Schrijf de tekst over schuldhulpverlening hieronder helemaal over, woord voor woord.

* **GECITEERDE PASSAGE**:
================
Uit jurisprudentie blijkt dat de aanwezigheid van fraudeschulden, bestuurlijke boetes, (bijvoorbeeld in het kader van de Participatiewet) strafrechtelijke boetes en schadevergoedingsmaatregelen geen reden mag zijn om de toegang tot schuldhulpverlening te weigeren. Zelfs bij opzet kan schuldhulpverlening niet zonder meer geweigerd worden. Er moet steeds een individuele en integrale beoordeling plaatsvinden. Hierbij staat centraal dat er niet alleen oog moet zijn voor de financiële problemen, maar ook voor daarmee samenhangende immateriële problemen. Een groot deel heeft namelijk niet alleen een financieel probleem. Vaak is er sprake van achterliggende knelpunten of zijn er omstandigheden die van invloed zijn op het financiële probleem. Om de financiële problematiek duurzaam te kunnen oplossen, is het van belang dat de problematiek in samenhang in kaart wordt gebracht.
================
Opgeslagen gegevensregels
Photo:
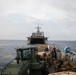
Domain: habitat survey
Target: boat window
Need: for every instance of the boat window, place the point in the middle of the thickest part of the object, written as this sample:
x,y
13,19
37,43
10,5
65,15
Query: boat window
x,y
27,54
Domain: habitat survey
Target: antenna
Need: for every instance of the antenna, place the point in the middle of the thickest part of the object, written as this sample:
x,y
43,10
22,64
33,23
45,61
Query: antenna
x,y
38,29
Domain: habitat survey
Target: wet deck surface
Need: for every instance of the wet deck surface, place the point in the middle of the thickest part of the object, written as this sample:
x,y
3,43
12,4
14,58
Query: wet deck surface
x,y
51,70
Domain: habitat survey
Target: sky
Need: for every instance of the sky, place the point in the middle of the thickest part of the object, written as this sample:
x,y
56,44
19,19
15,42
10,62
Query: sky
x,y
57,18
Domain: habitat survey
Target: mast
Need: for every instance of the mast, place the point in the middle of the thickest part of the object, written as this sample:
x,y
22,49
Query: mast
x,y
38,29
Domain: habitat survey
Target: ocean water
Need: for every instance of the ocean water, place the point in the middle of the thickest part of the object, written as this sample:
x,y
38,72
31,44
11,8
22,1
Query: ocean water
x,y
8,47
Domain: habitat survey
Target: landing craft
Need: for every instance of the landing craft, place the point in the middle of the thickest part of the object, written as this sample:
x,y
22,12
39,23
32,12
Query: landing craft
x,y
40,59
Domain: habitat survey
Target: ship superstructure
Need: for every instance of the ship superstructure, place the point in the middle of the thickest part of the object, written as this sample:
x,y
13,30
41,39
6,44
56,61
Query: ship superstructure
x,y
37,37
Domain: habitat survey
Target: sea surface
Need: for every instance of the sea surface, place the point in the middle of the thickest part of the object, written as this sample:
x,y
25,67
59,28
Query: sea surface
x,y
8,48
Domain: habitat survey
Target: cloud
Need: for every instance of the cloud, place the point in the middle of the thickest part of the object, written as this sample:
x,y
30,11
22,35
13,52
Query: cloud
x,y
19,17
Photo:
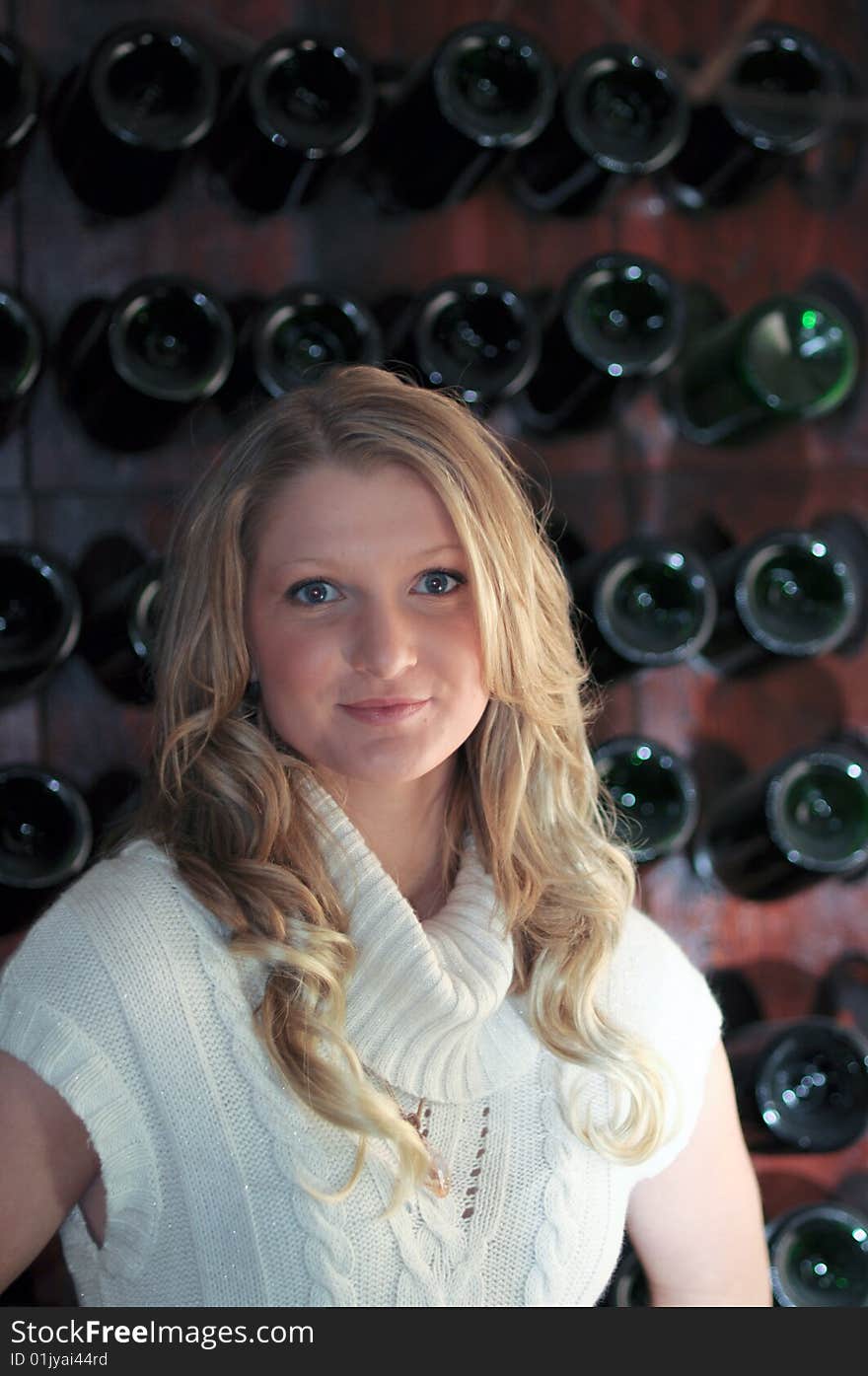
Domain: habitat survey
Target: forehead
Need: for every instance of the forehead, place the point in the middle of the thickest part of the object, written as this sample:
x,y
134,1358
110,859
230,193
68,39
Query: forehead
x,y
331,504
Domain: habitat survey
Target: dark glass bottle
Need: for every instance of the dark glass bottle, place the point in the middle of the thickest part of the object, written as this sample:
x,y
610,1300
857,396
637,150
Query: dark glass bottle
x,y
468,331
120,599
488,88
619,114
819,1257
801,1084
788,593
772,111
45,838
783,830
292,113
616,321
40,618
736,996
23,357
645,603
629,1284
654,791
827,175
135,366
125,120
788,358
113,800
292,336
21,94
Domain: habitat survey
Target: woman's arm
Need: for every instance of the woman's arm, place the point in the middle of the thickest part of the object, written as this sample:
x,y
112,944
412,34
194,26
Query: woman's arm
x,y
697,1226
47,1163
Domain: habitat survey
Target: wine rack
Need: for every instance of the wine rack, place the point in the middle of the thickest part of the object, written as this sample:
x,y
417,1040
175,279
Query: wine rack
x,y
61,490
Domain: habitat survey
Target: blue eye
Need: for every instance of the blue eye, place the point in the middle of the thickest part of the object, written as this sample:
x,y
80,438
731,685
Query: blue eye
x,y
324,582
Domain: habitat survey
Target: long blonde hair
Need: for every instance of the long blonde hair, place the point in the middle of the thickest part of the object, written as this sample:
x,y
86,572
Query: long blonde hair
x,y
226,800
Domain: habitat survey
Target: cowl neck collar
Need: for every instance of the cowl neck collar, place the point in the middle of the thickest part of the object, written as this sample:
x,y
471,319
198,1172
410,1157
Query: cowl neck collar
x,y
427,1003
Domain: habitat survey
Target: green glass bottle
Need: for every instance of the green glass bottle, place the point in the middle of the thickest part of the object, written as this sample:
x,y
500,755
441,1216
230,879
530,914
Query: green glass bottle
x,y
819,1257
788,358
799,822
645,603
616,323
654,791
787,593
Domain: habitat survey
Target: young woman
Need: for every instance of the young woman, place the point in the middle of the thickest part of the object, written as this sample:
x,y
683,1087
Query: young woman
x,y
365,1014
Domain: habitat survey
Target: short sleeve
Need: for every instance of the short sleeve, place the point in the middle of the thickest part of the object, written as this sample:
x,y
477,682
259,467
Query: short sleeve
x,y
62,1017
665,999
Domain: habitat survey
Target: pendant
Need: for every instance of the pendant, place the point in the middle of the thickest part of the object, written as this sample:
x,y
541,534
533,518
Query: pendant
x,y
438,1180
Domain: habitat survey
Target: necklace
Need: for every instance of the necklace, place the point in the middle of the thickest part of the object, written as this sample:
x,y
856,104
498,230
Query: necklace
x,y
438,1180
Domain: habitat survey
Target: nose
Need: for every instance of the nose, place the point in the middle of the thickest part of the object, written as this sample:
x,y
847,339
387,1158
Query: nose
x,y
384,641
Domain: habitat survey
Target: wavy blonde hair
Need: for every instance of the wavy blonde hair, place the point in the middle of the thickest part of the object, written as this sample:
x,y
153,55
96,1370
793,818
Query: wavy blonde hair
x,y
226,800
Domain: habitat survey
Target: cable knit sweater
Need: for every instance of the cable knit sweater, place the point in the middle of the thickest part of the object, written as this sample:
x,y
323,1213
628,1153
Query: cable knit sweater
x,y
125,999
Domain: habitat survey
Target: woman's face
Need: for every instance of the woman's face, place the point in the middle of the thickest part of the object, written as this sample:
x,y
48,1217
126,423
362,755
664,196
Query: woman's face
x,y
359,589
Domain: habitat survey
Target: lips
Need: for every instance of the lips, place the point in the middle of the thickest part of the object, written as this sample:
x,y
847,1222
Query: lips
x,y
386,702
394,711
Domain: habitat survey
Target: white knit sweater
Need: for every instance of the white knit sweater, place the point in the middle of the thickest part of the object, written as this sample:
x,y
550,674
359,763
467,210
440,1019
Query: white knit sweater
x,y
124,998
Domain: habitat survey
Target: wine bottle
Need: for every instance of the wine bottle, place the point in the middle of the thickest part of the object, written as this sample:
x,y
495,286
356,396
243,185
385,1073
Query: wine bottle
x,y
127,118
21,94
788,358
45,839
736,996
292,113
819,1257
616,321
135,366
629,1284
827,175
644,603
619,114
801,1083
40,618
295,334
120,599
773,110
476,334
655,794
113,800
487,90
776,833
23,357
787,593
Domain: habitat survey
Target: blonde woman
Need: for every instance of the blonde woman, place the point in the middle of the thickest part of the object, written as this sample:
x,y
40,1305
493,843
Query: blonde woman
x,y
365,1014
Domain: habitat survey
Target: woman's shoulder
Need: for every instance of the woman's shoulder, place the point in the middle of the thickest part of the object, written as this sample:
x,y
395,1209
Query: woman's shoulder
x,y
129,905
655,982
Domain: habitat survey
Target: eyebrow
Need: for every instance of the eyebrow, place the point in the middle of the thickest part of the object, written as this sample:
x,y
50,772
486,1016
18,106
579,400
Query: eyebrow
x,y
335,563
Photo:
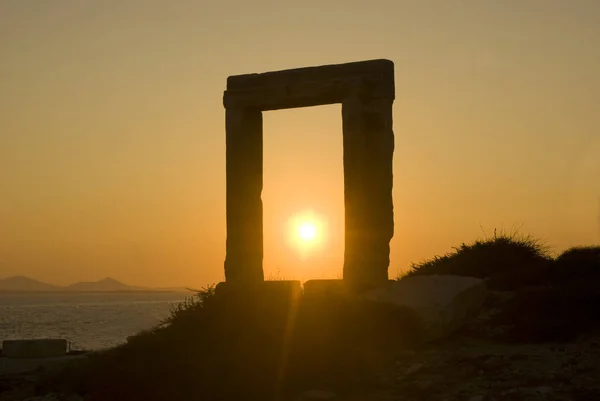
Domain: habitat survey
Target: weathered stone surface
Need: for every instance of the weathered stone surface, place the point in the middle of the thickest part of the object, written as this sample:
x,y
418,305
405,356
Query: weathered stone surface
x,y
443,303
368,180
311,86
39,348
244,172
366,91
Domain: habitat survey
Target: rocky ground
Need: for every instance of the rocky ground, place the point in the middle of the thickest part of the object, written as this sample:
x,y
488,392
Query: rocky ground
x,y
460,368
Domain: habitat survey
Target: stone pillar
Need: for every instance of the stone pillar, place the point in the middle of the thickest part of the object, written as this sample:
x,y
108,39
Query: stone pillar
x,y
244,171
368,180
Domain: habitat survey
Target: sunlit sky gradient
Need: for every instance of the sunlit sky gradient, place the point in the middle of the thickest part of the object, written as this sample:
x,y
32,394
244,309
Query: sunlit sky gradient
x,y
112,132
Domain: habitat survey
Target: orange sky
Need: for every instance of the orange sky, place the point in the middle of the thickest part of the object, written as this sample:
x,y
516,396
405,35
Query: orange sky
x,y
112,134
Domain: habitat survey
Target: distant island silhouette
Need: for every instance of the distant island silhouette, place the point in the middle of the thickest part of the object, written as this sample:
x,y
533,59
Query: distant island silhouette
x,y
26,284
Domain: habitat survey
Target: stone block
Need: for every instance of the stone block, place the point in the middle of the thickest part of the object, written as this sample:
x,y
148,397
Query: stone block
x,y
36,348
442,303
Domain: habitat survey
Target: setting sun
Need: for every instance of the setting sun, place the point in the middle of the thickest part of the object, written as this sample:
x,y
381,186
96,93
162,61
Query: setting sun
================
* **ANTWOORD OPDRACHT**:
Uit jurisprudentie blijkt dat de aanwezigheid van fraudeschulden, bestuurlijke boetes, (bijvoorbeeld in het kader van de Participatiewet) strafrechtelijke boetes en schadevergoedingsmaatregelen geen reden mag zijn om de toegang tot schuldhulpverlening te weigeren. Zelfs bij opzet kan schuldhulpverlening niet zonder meer geweigerd worden. Er moet steeds een individuele en integrale beoordeling plaatsvinden. Hierbij staat centraal dat er niet alleen oog moet zijn voor de financiële problemen, maar ook voor daarmee samenhangende immateriële problemen. Een groot deel heeft namelijk niet alleen een financieel probleem. Vaak is er sprake van achterliggende knelpunten of zijn er omstandigheden die van invloed zijn op het financiële probleem. Om de financiële problematiek duurzaam te kunnen oplossen, is het van belang dat de problematiek in samenhang in kaart wordt gebracht.